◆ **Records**
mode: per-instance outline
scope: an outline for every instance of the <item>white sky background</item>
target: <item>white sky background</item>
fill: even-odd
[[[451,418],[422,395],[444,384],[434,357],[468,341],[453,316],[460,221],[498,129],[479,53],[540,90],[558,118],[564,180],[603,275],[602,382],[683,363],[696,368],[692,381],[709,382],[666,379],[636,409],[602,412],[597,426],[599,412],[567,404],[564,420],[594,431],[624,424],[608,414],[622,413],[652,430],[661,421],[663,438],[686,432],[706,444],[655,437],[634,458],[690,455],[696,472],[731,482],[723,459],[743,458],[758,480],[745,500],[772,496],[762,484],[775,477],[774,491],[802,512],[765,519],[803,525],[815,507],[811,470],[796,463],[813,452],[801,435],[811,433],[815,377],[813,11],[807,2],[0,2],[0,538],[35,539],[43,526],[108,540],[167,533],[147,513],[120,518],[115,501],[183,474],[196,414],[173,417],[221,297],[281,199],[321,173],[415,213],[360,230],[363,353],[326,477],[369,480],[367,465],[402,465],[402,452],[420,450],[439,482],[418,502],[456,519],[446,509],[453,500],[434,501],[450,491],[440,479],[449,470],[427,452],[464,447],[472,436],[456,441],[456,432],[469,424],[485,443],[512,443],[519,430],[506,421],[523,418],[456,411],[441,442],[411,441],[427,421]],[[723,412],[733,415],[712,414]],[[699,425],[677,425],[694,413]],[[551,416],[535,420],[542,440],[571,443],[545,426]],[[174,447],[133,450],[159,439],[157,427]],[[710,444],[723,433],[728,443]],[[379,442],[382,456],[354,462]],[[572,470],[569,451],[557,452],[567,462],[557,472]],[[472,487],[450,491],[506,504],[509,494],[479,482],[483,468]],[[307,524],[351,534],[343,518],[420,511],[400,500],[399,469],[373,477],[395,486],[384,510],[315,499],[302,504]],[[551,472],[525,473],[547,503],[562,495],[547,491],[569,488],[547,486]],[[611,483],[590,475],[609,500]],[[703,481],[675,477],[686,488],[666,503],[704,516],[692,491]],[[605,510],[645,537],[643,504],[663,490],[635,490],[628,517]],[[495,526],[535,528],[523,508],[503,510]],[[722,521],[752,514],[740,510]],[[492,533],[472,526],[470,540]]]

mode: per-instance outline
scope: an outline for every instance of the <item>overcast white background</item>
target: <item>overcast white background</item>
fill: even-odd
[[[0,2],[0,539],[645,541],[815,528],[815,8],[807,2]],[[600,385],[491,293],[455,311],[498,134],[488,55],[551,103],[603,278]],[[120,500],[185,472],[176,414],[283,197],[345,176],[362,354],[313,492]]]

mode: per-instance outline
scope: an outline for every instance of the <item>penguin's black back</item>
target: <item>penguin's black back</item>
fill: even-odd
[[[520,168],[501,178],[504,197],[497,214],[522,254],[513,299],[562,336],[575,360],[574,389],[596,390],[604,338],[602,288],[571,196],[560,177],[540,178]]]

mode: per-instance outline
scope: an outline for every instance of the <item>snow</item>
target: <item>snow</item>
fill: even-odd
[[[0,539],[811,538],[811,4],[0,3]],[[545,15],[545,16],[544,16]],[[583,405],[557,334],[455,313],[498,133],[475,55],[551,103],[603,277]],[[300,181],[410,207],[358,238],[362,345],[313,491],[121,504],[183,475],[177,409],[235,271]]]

◆ **Problem**
Print the listing above in full, exactly as it is.

◆ **Full solution**
mode: per-instance outline
scope: an outline for every instance of the <item>white sky background</item>
target: <item>white sky background</item>
fill: even-odd
[[[451,418],[422,395],[444,384],[434,357],[468,341],[453,316],[460,221],[498,129],[479,53],[540,90],[558,118],[564,180],[603,275],[602,382],[683,363],[696,368],[692,381],[709,382],[666,379],[636,409],[602,412],[597,426],[599,412],[567,404],[564,420],[594,431],[624,424],[608,414],[622,413],[652,430],[661,421],[663,438],[686,432],[706,444],[655,437],[634,458],[690,455],[696,472],[731,482],[723,459],[743,458],[758,480],[745,500],[772,496],[762,484],[775,477],[774,491],[802,512],[765,519],[803,525],[815,507],[811,470],[796,463],[813,452],[801,435],[811,433],[815,377],[813,11],[807,2],[0,2],[0,538],[35,539],[43,526],[108,540],[167,533],[147,513],[120,518],[115,501],[183,474],[196,414],[173,417],[221,297],[281,199],[321,173],[415,213],[360,230],[363,353],[326,477],[369,480],[367,465],[402,465],[402,452],[420,450],[439,482],[418,502],[456,519],[446,509],[453,500],[434,501],[450,491],[440,479],[449,470],[427,452],[464,447],[472,436],[456,441],[456,432],[469,424],[485,443],[512,443],[519,430],[506,421],[523,418],[456,411],[441,442],[411,441],[427,421]],[[723,412],[733,415],[712,414]],[[699,425],[677,425],[694,413]],[[551,416],[535,420],[542,440],[571,443],[545,426]],[[174,447],[133,450],[159,439],[157,427]],[[710,444],[723,433],[728,443]],[[379,442],[382,456],[354,462]],[[572,470],[569,451],[557,452],[567,462],[557,472]],[[472,487],[450,491],[506,504],[509,494],[479,482],[483,468]],[[307,524],[351,534],[343,518],[420,511],[400,500],[399,469],[373,477],[395,486],[384,510],[315,499],[302,504]],[[551,472],[525,473],[547,503],[562,495],[547,491],[569,488],[547,486]],[[611,483],[590,475],[609,500]],[[703,481],[675,477],[686,488],[666,503],[704,516],[692,491]],[[605,510],[645,537],[643,504],[663,490],[635,490],[628,517]],[[495,526],[535,528],[523,508],[503,510]],[[722,521],[752,514],[740,510]],[[492,533],[472,526],[470,540]]]

mode: per-instance outline
scope: an outline for every instance of the <item>overcast white background</item>
target: <item>overcast white background</item>
fill: even-odd
[[[0,2],[0,539],[645,541],[815,528],[815,8],[807,2]],[[600,385],[491,293],[455,311],[498,134],[488,55],[551,103],[603,278]],[[120,500],[185,472],[176,414],[283,197],[345,176],[362,354],[313,492]]]

mode: per-instance outline
scope: an outline for every instance of the <item>penguin's black back</item>
target: <item>penguin's black back</item>
fill: even-odd
[[[520,168],[501,178],[504,197],[497,214],[522,254],[513,299],[562,336],[575,360],[574,389],[596,390],[604,338],[602,288],[571,196],[560,177],[540,178]]]

mode: per-instance outline
scope: an outline for every instance of the <item>snow</item>
target: <item>snow</item>
fill: even-odd
[[[0,539],[811,538],[811,4],[0,3]],[[545,15],[545,16],[544,16]],[[583,405],[557,334],[455,313],[498,133],[475,55],[551,103],[603,277]],[[300,181],[410,207],[358,238],[362,345],[313,491],[121,504],[183,475],[177,409],[235,271]]]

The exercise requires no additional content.